**Given entries:**
========================================
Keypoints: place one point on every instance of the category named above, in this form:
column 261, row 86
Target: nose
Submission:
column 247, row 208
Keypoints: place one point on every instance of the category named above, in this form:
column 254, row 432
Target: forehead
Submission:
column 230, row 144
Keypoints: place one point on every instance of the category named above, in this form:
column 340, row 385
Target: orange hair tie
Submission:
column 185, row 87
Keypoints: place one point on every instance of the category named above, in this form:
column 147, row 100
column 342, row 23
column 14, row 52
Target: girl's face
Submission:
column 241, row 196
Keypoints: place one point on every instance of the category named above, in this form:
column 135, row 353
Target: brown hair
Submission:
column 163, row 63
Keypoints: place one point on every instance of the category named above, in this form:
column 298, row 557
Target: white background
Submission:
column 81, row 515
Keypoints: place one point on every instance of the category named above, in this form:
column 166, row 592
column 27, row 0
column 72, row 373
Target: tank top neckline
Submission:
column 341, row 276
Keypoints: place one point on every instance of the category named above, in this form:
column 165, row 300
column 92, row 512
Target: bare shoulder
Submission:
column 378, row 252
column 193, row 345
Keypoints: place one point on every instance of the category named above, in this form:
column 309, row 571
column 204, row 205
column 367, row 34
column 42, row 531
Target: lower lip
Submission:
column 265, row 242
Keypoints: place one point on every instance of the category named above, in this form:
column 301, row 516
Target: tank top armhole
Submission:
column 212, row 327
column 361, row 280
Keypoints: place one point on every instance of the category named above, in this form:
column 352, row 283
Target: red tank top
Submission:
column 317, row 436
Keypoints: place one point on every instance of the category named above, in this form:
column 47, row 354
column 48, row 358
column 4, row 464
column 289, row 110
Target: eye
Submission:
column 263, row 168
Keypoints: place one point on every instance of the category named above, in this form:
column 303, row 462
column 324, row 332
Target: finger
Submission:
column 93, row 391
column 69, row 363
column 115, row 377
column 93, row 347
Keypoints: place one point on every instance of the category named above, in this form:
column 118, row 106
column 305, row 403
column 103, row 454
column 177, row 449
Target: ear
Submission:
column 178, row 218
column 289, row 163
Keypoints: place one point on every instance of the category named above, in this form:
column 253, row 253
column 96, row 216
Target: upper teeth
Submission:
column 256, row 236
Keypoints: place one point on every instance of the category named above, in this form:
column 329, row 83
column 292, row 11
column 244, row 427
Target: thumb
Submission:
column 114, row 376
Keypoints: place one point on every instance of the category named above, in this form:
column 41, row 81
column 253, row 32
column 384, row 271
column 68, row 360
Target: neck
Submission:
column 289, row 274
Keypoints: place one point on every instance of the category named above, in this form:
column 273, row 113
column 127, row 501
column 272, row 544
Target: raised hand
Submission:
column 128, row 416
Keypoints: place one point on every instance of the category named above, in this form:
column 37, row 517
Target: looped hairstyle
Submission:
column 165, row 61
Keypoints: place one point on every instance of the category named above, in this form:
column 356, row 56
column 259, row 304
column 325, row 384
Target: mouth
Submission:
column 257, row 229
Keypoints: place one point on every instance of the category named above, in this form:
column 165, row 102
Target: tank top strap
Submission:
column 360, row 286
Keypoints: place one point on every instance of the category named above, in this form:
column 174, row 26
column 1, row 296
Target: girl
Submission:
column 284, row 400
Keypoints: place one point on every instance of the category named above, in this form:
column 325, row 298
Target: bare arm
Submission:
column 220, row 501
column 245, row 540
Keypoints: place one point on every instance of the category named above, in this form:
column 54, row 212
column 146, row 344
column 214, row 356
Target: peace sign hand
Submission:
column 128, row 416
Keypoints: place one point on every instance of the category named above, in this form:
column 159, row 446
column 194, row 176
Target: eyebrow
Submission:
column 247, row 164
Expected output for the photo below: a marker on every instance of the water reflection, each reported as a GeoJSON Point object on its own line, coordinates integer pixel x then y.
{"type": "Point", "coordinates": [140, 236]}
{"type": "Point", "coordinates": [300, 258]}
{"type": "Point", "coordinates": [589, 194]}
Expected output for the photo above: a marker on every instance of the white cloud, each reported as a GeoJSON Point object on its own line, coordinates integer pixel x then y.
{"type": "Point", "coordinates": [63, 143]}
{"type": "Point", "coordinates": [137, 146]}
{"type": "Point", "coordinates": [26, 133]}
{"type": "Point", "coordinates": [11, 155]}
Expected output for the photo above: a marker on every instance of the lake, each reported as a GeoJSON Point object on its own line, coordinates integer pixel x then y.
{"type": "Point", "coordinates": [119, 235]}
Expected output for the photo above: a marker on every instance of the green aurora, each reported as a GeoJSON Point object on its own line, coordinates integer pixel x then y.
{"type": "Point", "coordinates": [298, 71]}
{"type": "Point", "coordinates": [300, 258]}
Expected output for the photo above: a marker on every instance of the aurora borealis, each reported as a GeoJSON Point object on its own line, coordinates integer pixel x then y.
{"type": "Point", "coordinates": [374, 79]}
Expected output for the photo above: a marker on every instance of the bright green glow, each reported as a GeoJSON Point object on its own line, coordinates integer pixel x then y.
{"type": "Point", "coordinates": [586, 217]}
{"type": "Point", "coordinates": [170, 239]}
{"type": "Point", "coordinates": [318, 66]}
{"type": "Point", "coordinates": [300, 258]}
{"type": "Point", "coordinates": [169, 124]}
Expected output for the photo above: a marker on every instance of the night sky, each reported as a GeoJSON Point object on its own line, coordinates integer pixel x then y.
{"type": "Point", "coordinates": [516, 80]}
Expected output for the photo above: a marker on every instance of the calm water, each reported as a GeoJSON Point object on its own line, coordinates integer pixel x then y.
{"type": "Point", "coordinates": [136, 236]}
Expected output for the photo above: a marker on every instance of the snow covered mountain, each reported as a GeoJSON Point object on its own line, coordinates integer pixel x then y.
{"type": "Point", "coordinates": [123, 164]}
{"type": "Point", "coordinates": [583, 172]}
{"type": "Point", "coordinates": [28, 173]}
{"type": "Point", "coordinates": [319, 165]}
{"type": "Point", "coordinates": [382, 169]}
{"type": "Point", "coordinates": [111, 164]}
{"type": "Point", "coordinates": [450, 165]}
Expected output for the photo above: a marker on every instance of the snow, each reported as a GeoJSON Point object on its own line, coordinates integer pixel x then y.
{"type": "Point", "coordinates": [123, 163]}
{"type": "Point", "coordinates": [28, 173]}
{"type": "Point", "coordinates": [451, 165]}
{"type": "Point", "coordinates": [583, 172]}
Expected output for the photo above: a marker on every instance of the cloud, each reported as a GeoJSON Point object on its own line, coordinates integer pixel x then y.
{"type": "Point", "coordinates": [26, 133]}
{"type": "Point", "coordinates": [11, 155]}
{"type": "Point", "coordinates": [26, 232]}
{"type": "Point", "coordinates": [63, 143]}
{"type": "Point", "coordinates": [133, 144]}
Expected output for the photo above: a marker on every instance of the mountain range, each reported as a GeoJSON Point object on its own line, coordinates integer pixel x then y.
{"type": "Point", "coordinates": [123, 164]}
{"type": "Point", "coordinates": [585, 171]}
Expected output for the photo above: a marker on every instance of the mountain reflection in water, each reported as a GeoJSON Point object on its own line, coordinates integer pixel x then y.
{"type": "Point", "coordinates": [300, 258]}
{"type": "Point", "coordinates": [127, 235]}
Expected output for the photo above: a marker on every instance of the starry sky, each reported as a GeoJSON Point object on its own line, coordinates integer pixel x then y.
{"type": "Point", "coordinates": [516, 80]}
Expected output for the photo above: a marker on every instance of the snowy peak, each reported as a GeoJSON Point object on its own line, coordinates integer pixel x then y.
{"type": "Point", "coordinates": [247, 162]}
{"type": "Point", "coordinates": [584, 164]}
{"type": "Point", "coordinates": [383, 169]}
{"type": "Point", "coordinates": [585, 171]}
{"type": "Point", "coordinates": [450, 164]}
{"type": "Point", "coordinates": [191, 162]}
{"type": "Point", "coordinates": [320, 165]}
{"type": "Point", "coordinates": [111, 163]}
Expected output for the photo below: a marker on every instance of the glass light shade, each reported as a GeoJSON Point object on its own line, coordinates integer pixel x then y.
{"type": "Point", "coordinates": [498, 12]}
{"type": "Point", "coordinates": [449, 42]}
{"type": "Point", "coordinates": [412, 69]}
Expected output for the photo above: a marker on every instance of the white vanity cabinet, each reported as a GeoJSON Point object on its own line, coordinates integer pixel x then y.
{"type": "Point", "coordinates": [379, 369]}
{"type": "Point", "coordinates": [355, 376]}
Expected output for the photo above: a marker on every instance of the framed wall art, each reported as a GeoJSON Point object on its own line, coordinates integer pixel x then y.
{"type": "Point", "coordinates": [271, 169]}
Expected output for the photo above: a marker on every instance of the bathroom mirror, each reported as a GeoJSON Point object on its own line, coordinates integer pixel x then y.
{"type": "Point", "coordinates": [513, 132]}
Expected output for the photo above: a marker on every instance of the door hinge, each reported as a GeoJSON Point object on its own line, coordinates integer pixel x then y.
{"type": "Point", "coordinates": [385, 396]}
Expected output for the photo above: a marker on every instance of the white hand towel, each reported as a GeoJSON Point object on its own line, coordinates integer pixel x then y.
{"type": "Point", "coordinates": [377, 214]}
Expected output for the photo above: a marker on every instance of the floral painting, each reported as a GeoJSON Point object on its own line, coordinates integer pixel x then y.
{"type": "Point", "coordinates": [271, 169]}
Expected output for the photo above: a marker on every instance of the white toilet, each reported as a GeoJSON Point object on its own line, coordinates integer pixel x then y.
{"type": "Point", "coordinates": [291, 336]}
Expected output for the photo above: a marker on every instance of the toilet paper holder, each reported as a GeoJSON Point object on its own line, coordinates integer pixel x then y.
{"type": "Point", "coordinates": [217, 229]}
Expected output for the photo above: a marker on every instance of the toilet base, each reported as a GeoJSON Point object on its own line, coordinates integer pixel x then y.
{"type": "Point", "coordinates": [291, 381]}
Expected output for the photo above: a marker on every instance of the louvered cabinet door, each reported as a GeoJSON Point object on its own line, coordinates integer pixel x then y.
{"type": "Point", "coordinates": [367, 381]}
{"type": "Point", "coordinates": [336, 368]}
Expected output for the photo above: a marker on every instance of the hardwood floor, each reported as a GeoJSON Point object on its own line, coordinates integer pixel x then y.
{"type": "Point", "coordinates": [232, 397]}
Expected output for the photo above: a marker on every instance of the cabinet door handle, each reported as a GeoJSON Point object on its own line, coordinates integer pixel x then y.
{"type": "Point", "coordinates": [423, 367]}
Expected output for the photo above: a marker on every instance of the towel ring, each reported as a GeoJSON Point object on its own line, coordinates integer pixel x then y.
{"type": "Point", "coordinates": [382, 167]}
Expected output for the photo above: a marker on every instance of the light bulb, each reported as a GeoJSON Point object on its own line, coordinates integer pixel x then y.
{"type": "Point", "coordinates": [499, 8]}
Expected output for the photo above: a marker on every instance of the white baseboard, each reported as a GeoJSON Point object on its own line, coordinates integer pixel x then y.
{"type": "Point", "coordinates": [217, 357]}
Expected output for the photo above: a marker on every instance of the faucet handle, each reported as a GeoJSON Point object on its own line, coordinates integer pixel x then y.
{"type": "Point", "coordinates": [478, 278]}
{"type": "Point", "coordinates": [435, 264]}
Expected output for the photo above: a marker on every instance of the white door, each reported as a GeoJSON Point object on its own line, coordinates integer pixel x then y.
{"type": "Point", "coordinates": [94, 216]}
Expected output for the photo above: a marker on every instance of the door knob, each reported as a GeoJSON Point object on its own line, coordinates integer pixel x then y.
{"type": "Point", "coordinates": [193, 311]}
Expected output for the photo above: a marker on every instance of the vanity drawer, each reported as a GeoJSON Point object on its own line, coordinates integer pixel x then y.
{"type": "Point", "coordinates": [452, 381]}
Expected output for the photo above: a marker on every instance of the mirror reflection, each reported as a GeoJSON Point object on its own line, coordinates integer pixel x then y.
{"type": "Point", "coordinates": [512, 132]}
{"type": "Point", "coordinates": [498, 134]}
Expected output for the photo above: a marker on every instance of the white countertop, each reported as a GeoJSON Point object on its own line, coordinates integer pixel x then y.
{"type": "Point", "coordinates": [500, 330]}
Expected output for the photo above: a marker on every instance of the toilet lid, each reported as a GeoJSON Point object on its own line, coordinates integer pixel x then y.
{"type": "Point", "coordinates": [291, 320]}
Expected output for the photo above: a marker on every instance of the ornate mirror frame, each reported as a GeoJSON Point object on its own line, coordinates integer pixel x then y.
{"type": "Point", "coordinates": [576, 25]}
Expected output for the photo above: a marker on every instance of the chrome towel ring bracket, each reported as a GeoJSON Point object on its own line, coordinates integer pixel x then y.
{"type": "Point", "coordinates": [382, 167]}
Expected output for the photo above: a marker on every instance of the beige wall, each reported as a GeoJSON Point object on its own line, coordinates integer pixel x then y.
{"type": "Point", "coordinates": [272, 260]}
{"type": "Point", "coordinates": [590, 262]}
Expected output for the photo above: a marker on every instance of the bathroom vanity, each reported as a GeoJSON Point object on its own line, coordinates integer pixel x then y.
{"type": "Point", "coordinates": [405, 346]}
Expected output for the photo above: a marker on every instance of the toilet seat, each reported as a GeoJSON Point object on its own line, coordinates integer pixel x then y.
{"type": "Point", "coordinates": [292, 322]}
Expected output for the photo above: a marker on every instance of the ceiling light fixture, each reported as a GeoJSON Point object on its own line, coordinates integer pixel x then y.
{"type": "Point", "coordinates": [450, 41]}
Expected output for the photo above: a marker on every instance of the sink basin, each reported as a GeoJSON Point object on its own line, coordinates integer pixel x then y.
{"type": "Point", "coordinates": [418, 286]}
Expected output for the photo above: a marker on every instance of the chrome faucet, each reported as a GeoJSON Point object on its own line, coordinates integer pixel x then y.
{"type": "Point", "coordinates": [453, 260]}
========================================
**Instruction:** Copy the rows word for word, from the first line through the line holding "column 265, row 242", inclusive.

**Final result:**
Keypoints: place one point on every instance of the category named above, in this form:
column 261, row 86
Target: nose
Submission:
column 247, row 208
Keypoints: place one point on every instance of the category named above, in this form:
column 254, row 432
Target: forehead
Submission:
column 230, row 144
Keypoints: place one point on every instance of the category named above, in this form:
column 340, row 385
Target: orange hair tie
Submission:
column 185, row 87
Keypoints: place one point on every instance of the category named above, in this form:
column 147, row 100
column 342, row 23
column 14, row 52
Target: girl's face
Submission:
column 241, row 196
Keypoints: place one point on every instance of the category named above, in this form:
column 135, row 353
Target: brown hair
Submission:
column 163, row 63
Keypoints: place one point on every instance of the category named above, in this form:
column 298, row 557
Target: white background
Submission:
column 81, row 515
Keypoints: place one point on every instance of the category named above, in this form:
column 166, row 592
column 27, row 0
column 72, row 373
Target: tank top neckline
Submission:
column 341, row 276
Keypoints: place one point on every instance of the category named above, in this form:
column 165, row 300
column 92, row 512
Target: bare shoulder
Submission:
column 378, row 252
column 193, row 345
Keypoints: place one point on every instance of the category named above, in this form:
column 309, row 571
column 204, row 205
column 367, row 34
column 42, row 531
Target: lower lip
Submission:
column 265, row 242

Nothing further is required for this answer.